**Dataset entries:**
--

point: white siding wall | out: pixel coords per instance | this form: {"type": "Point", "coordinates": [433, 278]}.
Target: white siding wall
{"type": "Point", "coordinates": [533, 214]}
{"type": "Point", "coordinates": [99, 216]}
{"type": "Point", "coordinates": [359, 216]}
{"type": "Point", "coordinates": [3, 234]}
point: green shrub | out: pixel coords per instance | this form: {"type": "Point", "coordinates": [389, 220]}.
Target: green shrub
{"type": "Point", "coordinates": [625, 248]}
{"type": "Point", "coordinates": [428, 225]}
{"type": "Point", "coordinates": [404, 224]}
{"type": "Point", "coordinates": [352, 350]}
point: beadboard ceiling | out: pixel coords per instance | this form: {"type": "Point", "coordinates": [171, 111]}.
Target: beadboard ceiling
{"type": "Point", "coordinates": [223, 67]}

--

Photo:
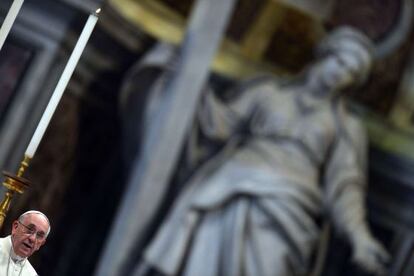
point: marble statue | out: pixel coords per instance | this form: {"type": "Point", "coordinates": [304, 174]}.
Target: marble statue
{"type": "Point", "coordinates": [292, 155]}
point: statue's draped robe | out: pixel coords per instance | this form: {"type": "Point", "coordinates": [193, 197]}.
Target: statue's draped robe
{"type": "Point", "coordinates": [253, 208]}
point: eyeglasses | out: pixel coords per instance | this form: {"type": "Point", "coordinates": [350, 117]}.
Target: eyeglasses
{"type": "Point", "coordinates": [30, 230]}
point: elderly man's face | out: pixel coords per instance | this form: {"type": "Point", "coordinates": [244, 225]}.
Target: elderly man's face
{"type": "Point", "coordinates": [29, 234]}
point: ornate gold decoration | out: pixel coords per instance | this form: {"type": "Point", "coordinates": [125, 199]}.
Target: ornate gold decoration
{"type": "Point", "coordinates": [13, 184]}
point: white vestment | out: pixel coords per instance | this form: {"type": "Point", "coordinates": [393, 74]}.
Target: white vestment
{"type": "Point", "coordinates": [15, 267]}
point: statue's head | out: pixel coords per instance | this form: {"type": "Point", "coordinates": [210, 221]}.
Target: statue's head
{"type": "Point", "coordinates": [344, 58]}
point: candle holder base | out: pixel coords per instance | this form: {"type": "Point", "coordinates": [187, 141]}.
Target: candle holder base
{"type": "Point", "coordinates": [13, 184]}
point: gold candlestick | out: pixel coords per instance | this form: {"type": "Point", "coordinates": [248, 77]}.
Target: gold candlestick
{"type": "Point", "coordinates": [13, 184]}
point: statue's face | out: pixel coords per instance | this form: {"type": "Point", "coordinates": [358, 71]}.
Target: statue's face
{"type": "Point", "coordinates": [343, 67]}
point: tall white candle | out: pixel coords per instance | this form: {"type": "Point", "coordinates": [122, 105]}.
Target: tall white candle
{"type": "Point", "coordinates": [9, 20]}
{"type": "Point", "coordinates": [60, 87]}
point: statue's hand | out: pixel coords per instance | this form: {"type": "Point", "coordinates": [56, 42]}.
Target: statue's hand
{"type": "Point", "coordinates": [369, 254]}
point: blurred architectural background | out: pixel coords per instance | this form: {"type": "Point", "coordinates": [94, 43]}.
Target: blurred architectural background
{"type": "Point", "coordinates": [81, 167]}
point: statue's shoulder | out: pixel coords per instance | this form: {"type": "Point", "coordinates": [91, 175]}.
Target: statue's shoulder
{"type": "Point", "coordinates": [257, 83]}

--

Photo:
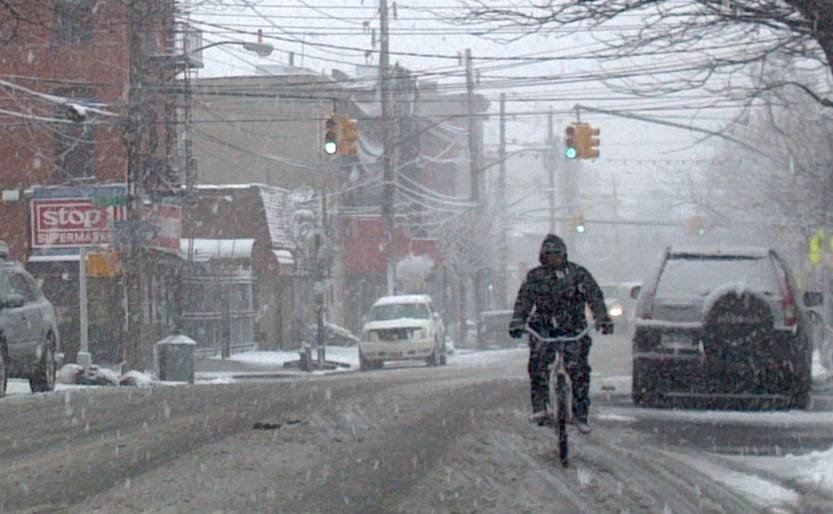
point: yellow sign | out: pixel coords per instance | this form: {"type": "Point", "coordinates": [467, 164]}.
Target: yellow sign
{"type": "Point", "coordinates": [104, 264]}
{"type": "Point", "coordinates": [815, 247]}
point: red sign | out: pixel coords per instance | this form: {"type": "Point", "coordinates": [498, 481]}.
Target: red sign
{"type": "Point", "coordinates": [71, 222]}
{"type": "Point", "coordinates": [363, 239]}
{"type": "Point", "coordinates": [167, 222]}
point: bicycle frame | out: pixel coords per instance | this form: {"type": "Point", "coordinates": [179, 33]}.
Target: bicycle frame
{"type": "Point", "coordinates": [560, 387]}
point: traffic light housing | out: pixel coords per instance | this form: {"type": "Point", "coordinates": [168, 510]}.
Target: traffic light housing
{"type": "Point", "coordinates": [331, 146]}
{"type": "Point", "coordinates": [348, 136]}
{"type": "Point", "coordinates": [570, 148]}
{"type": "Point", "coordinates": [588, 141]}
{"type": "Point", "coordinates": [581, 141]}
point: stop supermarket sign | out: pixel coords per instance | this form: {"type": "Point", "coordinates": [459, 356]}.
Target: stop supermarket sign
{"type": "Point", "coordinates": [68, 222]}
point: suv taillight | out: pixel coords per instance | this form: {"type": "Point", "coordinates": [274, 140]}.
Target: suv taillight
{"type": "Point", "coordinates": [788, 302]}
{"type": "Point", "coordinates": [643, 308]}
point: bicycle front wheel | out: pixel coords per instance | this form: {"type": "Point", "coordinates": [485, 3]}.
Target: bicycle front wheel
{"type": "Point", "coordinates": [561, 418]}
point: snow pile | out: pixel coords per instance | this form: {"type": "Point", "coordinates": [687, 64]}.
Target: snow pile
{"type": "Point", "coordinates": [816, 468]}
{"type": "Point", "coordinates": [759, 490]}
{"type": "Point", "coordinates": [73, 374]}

--

**Exercise goal:** Copy word for word the stretch of entries above from the line that has "Target: bicycle frame" through the line that has "point: suv taillight", both ends included, and nothing outside it.

**Response for this exercise:**
Target: bicycle frame
{"type": "Point", "coordinates": [560, 387]}
point: traffic light housing | out: pixel coords per instance | this form: {"type": "Point", "coordinates": [168, 510]}.
Target: traffic light housing
{"type": "Point", "coordinates": [331, 146]}
{"type": "Point", "coordinates": [348, 136]}
{"type": "Point", "coordinates": [570, 148]}
{"type": "Point", "coordinates": [588, 141]}
{"type": "Point", "coordinates": [581, 141]}
point: stop supermarket sign | out: pixel coords per instance | this form: {"type": "Point", "coordinates": [459, 356]}.
Target: stop supermarket sign
{"type": "Point", "coordinates": [68, 222]}
point: suv taillight | out: pixel coords per instance | this form: {"type": "Point", "coordinates": [274, 140]}.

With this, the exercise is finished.